**AIM**
Rewrite the lines starting at the one that contains "the turtle's rear" and ending at the one that contains "x=34, y=164", substituting "hind flipper" for "rear flipper" and keeping everything else the same.

* Start *

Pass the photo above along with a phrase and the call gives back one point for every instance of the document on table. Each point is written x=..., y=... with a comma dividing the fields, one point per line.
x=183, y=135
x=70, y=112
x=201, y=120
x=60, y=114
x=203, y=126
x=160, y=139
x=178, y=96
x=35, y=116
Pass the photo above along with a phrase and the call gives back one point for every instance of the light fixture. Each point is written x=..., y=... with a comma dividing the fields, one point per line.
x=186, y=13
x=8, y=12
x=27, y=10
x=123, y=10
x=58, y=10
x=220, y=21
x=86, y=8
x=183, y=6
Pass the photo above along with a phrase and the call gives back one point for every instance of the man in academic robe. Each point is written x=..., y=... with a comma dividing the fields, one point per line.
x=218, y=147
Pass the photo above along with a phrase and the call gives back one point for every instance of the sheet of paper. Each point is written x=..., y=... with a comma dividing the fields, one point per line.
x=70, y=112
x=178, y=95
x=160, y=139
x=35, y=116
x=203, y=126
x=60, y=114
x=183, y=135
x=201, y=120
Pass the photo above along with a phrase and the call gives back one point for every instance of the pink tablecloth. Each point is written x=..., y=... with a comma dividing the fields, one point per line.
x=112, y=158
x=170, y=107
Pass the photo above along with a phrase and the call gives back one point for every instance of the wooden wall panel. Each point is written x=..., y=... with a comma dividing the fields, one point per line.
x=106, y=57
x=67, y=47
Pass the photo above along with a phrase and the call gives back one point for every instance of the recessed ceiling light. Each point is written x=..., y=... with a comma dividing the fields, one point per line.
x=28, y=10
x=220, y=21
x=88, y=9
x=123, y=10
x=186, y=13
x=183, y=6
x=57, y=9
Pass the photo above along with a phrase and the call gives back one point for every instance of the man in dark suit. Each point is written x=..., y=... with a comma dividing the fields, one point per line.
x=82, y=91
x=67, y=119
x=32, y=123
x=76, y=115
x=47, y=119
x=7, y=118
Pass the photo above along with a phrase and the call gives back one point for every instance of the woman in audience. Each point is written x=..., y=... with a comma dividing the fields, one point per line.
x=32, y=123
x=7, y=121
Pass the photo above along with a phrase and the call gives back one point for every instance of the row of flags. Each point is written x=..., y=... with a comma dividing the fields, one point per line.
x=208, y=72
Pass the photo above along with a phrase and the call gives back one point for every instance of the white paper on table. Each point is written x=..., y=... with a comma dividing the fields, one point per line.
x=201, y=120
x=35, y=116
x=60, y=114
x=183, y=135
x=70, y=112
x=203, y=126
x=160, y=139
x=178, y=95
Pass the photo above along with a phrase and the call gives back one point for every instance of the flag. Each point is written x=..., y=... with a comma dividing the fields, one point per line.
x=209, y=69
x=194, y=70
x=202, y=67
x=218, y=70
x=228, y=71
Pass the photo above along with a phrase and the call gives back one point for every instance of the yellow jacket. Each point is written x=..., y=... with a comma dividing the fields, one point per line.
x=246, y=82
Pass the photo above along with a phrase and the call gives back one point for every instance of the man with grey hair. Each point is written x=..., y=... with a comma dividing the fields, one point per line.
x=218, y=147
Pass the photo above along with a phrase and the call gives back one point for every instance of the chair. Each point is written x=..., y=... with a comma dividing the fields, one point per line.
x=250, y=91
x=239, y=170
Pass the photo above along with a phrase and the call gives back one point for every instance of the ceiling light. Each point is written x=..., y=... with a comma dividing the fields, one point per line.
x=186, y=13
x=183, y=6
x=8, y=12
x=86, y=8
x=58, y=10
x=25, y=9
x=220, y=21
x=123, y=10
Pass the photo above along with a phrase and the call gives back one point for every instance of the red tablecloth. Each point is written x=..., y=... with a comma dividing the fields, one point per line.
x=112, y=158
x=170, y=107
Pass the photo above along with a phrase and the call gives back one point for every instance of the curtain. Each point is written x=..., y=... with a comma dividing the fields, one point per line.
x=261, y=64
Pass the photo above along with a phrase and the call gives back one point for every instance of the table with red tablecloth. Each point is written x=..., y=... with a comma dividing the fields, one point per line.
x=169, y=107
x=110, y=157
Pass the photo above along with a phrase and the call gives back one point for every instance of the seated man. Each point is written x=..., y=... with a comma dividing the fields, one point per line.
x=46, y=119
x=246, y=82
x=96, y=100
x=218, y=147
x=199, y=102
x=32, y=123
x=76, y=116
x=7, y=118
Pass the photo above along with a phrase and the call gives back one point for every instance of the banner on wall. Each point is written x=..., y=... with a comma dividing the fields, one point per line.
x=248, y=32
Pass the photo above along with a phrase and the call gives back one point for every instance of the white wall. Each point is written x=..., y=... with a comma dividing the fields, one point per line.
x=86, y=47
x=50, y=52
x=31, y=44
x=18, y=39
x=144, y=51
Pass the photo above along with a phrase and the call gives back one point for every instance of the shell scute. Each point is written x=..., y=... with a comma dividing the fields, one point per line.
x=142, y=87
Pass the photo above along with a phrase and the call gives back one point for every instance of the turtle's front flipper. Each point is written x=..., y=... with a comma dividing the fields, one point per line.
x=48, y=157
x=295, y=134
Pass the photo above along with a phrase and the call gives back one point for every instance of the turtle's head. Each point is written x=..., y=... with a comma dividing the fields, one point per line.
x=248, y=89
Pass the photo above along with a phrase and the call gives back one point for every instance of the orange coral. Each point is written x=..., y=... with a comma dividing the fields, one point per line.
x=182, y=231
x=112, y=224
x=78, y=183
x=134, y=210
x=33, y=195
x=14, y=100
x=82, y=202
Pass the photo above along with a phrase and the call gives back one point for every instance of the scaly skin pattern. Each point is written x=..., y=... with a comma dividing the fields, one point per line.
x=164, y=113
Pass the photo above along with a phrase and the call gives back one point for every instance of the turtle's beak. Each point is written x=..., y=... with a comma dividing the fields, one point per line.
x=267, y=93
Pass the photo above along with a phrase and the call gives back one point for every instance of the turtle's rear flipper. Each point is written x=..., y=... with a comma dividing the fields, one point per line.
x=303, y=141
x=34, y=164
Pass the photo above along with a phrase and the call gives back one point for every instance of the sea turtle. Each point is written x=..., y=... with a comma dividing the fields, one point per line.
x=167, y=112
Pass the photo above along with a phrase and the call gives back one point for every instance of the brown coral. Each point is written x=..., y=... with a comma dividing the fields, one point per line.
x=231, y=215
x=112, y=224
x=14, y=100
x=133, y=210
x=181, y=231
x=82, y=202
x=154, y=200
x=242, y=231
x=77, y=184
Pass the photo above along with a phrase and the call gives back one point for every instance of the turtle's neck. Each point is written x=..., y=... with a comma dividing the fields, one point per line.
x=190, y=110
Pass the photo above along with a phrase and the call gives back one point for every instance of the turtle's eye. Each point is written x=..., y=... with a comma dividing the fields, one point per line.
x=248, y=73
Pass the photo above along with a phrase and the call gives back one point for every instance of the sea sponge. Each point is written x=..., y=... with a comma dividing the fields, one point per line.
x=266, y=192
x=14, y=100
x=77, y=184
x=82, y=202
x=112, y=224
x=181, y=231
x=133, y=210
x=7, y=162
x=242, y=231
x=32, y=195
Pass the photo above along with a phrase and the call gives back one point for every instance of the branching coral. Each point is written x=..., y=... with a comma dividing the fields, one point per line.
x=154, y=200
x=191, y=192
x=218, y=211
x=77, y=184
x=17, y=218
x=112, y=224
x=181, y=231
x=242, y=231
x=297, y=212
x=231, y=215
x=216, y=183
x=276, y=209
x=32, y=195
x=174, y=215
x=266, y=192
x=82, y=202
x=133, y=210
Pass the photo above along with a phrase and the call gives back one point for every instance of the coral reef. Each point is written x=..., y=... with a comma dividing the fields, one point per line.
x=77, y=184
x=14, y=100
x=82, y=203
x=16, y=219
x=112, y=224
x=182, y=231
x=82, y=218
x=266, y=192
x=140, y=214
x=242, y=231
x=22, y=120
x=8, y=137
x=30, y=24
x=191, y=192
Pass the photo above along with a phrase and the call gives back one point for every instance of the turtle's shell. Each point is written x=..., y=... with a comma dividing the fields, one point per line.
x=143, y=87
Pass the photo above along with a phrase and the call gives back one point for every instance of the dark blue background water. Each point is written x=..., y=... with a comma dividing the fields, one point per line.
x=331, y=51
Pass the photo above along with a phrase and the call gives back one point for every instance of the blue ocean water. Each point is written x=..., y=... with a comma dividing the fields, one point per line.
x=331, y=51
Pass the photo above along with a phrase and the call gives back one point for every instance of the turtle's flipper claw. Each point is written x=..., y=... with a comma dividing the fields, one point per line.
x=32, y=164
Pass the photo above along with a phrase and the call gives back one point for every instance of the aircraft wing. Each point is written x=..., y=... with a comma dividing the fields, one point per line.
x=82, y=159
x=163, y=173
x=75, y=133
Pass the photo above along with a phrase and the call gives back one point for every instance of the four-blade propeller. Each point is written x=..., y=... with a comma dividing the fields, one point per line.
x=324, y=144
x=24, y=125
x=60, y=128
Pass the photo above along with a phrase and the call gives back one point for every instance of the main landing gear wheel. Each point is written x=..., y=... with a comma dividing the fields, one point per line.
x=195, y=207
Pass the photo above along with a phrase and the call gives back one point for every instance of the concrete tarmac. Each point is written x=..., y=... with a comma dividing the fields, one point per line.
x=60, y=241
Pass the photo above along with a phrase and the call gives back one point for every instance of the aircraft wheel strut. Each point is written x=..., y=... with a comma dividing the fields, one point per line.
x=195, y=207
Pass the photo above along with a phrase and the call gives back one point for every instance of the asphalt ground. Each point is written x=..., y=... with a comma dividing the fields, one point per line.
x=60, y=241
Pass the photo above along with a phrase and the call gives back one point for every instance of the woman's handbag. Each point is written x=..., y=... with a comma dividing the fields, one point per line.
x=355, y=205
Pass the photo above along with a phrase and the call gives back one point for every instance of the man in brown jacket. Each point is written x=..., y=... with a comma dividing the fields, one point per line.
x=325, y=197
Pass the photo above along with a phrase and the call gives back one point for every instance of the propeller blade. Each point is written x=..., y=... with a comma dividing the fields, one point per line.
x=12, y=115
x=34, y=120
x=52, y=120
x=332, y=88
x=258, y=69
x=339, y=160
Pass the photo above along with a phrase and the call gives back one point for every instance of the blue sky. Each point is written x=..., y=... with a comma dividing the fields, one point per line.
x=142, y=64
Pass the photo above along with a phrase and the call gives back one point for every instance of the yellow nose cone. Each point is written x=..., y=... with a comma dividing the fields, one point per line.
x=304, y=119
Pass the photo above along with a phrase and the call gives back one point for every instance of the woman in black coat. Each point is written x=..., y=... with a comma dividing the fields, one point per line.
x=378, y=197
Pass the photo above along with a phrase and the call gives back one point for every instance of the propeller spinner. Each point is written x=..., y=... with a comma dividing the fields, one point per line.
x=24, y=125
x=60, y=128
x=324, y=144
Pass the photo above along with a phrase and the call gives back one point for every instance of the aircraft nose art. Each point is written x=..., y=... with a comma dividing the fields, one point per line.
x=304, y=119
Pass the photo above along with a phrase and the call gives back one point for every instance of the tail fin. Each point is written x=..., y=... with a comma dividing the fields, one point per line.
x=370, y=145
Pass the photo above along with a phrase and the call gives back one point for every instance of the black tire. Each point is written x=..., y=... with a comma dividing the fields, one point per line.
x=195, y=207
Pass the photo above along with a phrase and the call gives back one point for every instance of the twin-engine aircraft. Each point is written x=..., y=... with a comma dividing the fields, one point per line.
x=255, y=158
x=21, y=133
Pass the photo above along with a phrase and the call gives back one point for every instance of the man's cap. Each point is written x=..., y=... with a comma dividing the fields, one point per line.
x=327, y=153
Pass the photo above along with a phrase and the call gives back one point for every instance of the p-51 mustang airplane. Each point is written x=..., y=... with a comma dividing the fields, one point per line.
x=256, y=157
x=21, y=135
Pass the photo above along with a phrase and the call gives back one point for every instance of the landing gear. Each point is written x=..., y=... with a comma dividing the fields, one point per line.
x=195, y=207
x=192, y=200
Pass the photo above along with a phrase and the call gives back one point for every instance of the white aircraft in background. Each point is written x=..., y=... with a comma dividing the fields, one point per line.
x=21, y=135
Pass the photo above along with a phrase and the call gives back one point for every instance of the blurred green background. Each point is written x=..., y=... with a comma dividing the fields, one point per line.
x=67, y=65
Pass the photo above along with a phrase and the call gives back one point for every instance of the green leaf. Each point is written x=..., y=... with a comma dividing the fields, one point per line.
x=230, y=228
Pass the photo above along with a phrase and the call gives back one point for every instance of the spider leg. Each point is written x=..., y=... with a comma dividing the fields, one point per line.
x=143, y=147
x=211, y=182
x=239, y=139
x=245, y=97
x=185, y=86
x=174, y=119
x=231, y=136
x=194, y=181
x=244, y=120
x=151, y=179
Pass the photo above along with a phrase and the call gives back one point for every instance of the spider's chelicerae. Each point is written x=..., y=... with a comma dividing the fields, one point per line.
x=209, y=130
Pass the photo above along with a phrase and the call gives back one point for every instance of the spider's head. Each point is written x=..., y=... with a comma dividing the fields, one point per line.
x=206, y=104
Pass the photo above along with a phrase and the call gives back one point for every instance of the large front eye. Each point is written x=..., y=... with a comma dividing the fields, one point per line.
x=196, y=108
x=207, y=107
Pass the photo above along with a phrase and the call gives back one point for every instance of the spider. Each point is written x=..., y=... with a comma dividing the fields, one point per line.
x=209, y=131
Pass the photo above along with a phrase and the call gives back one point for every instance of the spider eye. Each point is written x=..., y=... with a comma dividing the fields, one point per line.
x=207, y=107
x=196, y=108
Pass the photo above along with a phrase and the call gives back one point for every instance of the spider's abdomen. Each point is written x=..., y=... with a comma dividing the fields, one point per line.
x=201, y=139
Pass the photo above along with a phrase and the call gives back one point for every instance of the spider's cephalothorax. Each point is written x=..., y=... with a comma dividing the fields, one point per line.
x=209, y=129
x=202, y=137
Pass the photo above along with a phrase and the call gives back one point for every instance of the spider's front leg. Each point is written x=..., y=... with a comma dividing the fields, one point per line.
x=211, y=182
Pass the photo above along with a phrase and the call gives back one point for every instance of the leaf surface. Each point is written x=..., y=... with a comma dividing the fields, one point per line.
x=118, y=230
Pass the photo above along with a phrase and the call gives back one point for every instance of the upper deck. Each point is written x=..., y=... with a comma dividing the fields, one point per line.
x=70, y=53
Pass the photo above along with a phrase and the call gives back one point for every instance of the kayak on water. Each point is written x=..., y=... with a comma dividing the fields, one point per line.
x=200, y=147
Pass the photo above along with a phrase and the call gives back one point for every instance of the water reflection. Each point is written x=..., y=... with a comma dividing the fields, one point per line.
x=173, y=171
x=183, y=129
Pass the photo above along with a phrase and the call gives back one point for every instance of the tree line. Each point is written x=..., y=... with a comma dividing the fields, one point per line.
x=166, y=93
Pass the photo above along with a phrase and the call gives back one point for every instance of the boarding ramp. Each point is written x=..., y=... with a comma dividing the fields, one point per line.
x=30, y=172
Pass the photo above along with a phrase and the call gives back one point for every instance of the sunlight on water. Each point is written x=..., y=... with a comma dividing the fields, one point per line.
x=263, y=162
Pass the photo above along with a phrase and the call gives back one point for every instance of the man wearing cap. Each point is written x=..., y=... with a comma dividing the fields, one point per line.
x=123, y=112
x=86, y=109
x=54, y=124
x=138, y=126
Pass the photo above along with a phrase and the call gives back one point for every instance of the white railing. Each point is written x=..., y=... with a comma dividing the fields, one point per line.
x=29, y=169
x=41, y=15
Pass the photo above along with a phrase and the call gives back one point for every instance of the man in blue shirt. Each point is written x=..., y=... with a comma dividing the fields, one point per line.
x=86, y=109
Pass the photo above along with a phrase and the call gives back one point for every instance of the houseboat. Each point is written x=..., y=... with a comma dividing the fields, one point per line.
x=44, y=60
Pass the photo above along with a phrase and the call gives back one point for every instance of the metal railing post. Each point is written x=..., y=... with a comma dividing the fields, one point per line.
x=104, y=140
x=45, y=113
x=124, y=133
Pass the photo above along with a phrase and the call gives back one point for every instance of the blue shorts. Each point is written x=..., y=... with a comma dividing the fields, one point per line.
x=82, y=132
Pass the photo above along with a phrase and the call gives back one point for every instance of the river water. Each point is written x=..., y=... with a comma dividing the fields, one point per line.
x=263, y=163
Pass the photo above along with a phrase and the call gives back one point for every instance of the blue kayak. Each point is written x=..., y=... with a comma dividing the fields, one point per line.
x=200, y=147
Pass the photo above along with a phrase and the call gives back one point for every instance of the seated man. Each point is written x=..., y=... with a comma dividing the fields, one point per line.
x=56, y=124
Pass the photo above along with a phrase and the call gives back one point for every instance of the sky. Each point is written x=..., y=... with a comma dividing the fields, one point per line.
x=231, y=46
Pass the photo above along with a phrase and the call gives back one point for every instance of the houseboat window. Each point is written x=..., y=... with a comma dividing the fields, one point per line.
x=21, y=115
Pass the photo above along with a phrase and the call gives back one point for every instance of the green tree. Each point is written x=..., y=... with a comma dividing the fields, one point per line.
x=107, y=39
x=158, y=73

* End *

**EXERCISE SOLUTION**
Pass the photo above along with a phrase and the call gives back one point for every instance of the turtle's hind flipper. Each point is written x=..., y=... with a comma dividing the fields, one point per line.
x=303, y=141
x=34, y=164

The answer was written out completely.